======== Supplied text

DeepPScan-m6A

DeepPScan-m6A is a deep learning model based on convolutional neural networks. It can quantitatively predict the m6A preference score of protein sequences, which is used to discover potential m6A reader proteins or polypeptides. If the user has preference scores for other modifications or constructs, and uses custom new data to retrain the model, then the model can be expanded to predict various preference scores of proteins.

System Requirements

Hardware requirements

All the scripts in this package have been tested on a Dell 940xa server equipped with NVIDIA Tesla V100 GPUs. Depending on the volume of data, the machine requires sufficient memory and GPU memory.

Software requirements

OS Requirements

All the scripts and codes in this package have been tested on the CentOS 7.9 Linux system.

Python Dependencies

logging
argparse
random
numpy
pandas
scipy
sklearn
tensorflow
keras

Environment Deployment

mamba create --name DeepPScan python=3.7 tensorflow-gpu=1.14.0 keras-gpu=2.2.4
mamba activate DeepPScan
mamba install ipykernel=5.4.3 numpy=1.16.2 pandas=0.25.3 scipy=1.7.3 scikit-learn=1.0.2 matplotlib=3.1.1

Installation and Usage

# Install from Github
git clone https://github.com/WenjuSun/DeepPScan-m6A.git
cd DeepPScan-m6A
mamba activate DeepPScan

Run the prediction for the new sequence using the model in the command line.

================

Prompt 1:
Rewrite the paragraph of the DeepPScan-m6A page that begins "DeepPScan-m6A is a deep learning model" in fewer words, keeping its main facts.
Prompt 2:
Please reproduce the part of the DeepPScan-m6A page that opens with the words containing "Installation and Usage" and closes with "the command line.".
The data after the DeepPScan-m6A page is separate material.

======== Stored data

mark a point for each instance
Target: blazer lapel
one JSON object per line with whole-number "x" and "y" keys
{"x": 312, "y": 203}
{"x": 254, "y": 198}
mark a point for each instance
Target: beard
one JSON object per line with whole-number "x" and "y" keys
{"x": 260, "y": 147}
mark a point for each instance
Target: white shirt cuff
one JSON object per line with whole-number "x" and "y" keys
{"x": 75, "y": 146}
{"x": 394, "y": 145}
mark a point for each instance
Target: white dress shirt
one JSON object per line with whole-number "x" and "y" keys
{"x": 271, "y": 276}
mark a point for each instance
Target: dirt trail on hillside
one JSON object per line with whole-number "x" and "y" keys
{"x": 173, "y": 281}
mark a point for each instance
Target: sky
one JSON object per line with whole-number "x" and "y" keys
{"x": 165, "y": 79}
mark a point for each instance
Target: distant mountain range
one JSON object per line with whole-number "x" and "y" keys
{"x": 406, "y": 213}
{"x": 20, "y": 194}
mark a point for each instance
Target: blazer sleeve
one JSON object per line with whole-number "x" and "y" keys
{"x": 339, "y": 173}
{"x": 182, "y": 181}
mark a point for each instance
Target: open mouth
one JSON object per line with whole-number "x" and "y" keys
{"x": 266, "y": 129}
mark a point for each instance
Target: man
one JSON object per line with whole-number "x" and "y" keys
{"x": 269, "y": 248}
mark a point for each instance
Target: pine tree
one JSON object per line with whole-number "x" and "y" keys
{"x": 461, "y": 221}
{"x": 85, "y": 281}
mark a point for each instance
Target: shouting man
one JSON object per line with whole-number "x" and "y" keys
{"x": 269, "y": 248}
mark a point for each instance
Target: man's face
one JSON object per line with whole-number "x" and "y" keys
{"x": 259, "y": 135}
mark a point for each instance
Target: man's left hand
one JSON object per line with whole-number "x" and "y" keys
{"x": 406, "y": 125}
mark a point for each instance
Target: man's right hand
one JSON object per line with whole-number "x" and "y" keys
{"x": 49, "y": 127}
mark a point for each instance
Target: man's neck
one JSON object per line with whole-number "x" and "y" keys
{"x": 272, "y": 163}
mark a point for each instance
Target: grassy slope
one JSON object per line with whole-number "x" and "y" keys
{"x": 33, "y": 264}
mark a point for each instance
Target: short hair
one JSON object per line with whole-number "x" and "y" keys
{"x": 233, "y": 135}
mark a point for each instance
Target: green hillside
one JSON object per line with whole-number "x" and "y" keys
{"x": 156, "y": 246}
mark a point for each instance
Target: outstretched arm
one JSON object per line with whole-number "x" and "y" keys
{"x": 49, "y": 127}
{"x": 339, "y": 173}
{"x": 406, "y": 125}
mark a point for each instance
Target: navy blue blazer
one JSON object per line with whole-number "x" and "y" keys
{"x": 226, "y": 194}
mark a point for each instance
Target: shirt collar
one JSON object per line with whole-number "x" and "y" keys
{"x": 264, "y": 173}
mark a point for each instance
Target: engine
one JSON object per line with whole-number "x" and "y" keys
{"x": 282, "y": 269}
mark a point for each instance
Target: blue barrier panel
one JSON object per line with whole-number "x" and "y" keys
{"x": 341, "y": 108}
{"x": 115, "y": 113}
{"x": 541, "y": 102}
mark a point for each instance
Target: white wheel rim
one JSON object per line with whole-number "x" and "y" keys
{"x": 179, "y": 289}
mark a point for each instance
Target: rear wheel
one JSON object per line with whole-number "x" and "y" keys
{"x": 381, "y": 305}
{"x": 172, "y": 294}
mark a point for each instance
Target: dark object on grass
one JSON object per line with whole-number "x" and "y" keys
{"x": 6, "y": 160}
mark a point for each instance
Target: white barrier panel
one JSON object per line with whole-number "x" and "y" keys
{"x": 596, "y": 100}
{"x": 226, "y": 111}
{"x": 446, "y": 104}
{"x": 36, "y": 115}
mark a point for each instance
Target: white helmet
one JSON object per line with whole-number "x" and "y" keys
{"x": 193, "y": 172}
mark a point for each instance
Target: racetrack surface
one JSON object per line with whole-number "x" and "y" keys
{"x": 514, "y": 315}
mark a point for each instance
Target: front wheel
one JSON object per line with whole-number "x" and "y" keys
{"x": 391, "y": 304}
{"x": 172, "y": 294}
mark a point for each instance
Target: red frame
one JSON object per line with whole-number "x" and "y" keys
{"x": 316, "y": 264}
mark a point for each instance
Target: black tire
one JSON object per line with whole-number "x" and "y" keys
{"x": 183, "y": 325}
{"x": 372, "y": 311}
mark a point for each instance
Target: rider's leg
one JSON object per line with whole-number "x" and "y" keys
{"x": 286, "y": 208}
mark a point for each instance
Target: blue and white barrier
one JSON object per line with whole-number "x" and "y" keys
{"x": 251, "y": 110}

================
======== Stored data

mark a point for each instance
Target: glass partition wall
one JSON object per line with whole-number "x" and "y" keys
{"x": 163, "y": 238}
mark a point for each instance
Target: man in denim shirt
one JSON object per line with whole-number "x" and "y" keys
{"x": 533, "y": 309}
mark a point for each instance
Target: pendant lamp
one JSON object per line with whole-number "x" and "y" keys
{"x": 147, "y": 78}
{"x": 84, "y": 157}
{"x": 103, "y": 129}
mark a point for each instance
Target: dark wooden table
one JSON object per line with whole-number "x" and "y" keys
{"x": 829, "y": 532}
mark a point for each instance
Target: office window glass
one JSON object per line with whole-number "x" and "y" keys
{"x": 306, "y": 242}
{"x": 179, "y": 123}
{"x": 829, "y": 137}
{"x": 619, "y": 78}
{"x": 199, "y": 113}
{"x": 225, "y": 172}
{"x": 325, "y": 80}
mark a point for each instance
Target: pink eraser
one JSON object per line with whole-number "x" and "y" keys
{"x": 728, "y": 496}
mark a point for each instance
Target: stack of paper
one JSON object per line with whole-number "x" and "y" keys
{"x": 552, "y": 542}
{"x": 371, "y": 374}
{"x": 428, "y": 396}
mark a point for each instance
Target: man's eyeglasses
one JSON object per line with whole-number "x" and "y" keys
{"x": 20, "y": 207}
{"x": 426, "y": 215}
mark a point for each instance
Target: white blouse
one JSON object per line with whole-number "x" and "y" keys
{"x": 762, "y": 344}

================
======== Stored data

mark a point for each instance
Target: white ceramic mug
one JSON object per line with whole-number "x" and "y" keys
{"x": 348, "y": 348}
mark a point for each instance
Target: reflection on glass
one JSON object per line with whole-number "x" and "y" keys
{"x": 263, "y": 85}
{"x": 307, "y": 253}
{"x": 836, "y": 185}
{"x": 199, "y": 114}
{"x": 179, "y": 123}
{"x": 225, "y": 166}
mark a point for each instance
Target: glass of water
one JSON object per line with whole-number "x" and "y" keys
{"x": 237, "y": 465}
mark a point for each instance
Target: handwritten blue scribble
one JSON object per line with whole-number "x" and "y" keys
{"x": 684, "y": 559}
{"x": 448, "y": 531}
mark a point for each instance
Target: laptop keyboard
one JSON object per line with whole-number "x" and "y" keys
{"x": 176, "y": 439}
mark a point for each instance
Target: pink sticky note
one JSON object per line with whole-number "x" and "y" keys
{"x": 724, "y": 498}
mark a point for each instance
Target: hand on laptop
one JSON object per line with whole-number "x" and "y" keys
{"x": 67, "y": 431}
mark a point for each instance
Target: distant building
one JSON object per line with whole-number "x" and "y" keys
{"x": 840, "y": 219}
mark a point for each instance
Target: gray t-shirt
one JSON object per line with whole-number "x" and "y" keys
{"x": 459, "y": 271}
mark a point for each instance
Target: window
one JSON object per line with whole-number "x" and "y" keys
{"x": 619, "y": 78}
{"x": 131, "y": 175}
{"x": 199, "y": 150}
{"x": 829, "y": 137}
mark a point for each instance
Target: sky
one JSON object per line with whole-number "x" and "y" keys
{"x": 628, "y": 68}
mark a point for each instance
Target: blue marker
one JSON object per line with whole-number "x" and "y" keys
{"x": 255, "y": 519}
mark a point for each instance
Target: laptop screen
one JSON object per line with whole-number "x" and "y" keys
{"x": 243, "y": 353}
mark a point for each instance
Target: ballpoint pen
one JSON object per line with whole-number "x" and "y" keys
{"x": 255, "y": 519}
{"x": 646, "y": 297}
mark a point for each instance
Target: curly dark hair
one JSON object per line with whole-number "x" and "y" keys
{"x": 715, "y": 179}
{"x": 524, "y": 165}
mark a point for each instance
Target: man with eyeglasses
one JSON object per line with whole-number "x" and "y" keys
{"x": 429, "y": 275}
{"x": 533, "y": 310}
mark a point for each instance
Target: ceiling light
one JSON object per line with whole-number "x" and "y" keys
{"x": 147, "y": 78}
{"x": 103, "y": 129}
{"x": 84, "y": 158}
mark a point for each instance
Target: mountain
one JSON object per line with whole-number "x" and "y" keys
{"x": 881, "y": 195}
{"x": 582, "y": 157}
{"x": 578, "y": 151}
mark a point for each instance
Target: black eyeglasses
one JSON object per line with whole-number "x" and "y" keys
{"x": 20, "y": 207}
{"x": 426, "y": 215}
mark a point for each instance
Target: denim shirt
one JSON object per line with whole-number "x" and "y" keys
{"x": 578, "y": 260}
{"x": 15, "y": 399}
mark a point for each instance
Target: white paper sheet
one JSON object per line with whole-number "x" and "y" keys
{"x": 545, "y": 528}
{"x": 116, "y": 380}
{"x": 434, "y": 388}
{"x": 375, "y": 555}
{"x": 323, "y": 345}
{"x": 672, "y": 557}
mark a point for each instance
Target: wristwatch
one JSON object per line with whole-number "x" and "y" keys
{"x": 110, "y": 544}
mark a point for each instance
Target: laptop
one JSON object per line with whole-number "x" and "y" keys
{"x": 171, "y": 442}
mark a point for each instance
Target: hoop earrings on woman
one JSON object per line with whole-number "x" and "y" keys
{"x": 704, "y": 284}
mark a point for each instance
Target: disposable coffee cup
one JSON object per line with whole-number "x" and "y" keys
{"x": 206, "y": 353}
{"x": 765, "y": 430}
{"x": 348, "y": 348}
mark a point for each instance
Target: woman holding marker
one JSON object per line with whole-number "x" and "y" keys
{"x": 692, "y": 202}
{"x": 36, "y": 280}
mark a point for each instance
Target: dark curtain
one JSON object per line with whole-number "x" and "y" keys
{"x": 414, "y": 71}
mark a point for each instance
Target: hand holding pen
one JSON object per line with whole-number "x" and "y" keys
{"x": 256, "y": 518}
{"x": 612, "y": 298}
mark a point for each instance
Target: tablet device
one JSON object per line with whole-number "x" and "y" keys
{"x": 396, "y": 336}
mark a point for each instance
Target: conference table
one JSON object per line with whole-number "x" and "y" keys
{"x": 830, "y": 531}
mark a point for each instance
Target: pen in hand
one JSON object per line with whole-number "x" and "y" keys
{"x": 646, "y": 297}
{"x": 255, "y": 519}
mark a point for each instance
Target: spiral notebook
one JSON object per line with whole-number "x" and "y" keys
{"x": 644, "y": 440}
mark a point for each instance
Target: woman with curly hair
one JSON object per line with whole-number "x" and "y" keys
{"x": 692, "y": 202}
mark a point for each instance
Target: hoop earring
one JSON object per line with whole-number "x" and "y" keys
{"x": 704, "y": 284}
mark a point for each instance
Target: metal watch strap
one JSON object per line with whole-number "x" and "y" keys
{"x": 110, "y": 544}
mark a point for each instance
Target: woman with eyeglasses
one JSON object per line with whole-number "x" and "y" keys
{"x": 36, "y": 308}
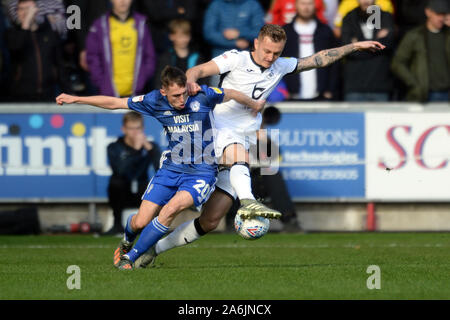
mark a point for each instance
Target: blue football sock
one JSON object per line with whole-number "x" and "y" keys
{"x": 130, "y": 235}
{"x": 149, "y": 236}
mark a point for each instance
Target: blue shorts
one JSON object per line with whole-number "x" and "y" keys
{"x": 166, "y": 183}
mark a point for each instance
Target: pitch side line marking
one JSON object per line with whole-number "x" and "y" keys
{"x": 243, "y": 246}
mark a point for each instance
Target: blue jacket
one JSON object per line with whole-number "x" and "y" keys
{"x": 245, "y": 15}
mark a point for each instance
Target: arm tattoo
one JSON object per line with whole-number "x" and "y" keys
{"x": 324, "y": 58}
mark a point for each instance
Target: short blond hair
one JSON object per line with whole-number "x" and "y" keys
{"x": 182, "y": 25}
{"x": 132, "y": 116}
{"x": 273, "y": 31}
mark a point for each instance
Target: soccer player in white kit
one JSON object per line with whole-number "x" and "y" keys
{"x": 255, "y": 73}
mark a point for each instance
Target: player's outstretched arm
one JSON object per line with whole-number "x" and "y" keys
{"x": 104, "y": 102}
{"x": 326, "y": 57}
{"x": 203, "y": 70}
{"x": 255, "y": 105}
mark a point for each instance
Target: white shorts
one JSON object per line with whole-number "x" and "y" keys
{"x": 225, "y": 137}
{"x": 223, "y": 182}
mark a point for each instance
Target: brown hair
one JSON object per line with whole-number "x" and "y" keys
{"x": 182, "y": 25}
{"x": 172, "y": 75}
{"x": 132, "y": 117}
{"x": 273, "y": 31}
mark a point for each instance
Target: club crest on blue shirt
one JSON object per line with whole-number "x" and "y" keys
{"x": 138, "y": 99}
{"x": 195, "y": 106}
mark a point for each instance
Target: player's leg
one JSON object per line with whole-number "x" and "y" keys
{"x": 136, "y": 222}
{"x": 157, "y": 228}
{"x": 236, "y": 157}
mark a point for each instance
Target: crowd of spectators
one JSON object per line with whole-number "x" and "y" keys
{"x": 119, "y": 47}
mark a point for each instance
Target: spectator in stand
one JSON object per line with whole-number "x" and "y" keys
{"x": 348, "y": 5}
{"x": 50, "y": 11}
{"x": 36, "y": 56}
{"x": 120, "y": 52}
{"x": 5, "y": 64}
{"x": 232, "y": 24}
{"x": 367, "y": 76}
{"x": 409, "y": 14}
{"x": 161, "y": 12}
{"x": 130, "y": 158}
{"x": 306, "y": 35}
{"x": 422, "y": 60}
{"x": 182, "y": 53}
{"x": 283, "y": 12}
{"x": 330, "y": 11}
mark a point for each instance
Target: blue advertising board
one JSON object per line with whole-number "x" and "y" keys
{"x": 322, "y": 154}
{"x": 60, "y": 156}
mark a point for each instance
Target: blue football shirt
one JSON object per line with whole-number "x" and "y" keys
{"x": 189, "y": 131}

================

Expected output 1:
DeepPScan-m6A is a convolutional neural network model that quantitatively predicts the m6A preference score of protein sequences, helping find potential m6A reader proteins or polypeptides. If it is retrained on custom data containing preference scores for other modifications or constructs, it can predict other protein preference scores too.

Expected output 2:
Installation and Usage

# Install from Github
git clone https://github.com/WenjuSun/DeepPScan-m6A.git
cd DeepPScan-m6A
mamba activate DeepPScan

Run the prediction for the new sequence using the model in the command line.